> What is needed
Exactly as they appear below, repeat the lines from the one with "instance like [167,268]." through the one with "Query: stainless steel dishwasher", and no others.

> Information provided
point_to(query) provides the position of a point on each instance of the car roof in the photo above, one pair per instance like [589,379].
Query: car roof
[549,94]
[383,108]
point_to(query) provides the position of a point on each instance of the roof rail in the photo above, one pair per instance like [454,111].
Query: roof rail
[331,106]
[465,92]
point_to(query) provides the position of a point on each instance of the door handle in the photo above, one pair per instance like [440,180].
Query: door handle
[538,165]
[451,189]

---

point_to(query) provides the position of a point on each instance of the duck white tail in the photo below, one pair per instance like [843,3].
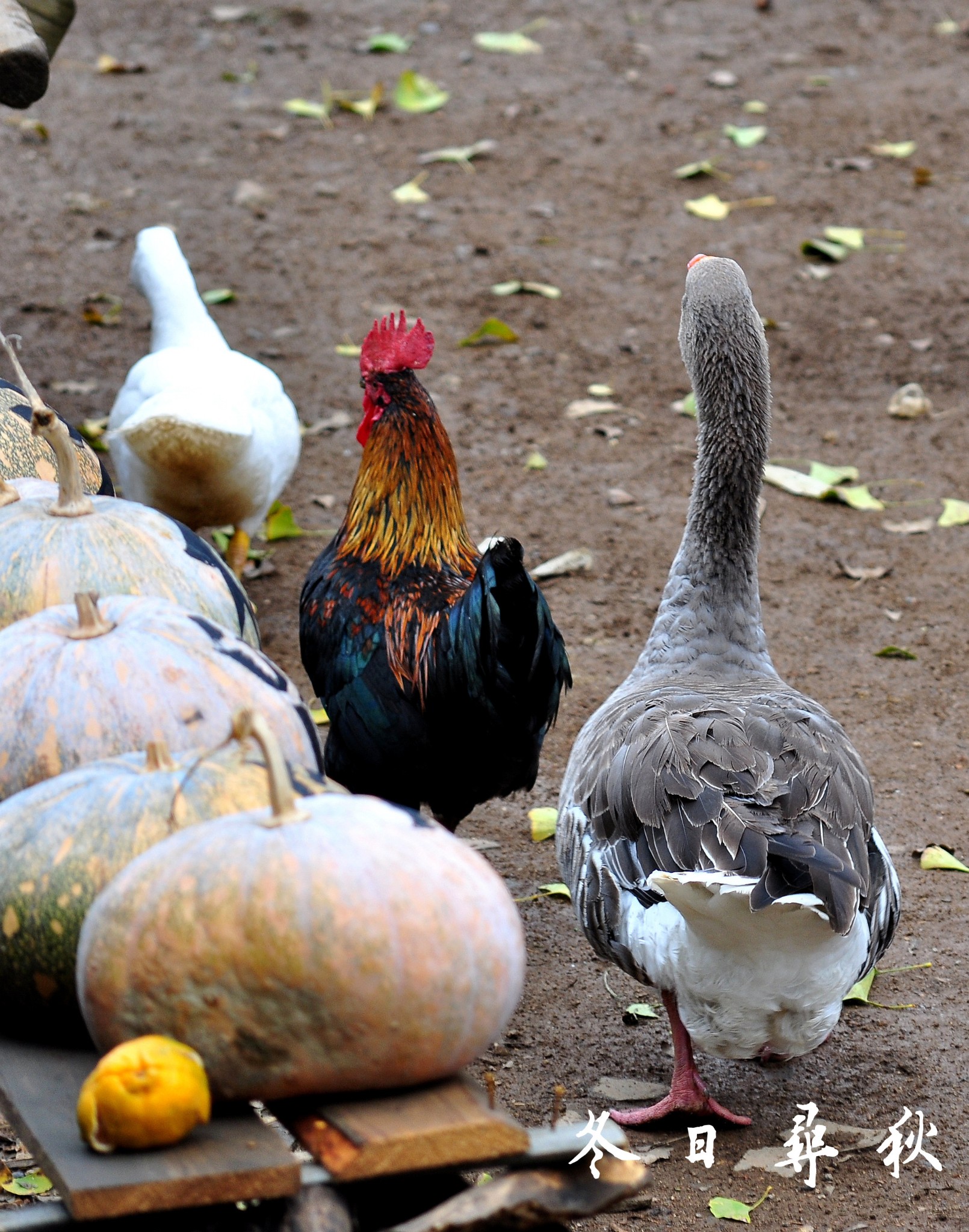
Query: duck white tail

...

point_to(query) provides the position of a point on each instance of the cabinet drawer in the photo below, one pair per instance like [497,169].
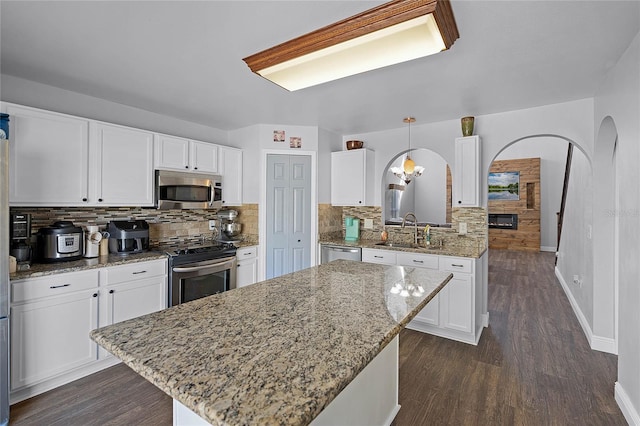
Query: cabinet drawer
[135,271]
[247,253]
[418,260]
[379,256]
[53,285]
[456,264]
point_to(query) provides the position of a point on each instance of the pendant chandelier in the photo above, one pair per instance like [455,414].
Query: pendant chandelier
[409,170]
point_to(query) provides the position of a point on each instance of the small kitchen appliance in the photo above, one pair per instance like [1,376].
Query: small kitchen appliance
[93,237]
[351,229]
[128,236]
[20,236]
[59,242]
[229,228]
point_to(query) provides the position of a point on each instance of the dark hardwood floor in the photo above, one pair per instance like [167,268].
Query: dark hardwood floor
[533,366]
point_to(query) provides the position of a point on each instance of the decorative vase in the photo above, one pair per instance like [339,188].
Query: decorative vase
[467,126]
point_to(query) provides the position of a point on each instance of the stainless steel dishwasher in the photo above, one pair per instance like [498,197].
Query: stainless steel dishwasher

> Task response
point_to(query) provides the position of a point on each instance of the dark hardwood floor in the photo above, one pair per instance like [167,268].
Query: dark hardwood floor
[533,366]
point_to(query) provides the position of a point on each instance of the decorative vase in the photo above, one pair per instance like [339,188].
Query: decorative vase
[467,126]
point_to(query) provides the position of a point on each instance of the stainless steel dishwasher in the photo above, one pair per instance like [498,197].
Query: stainless steel dishwasher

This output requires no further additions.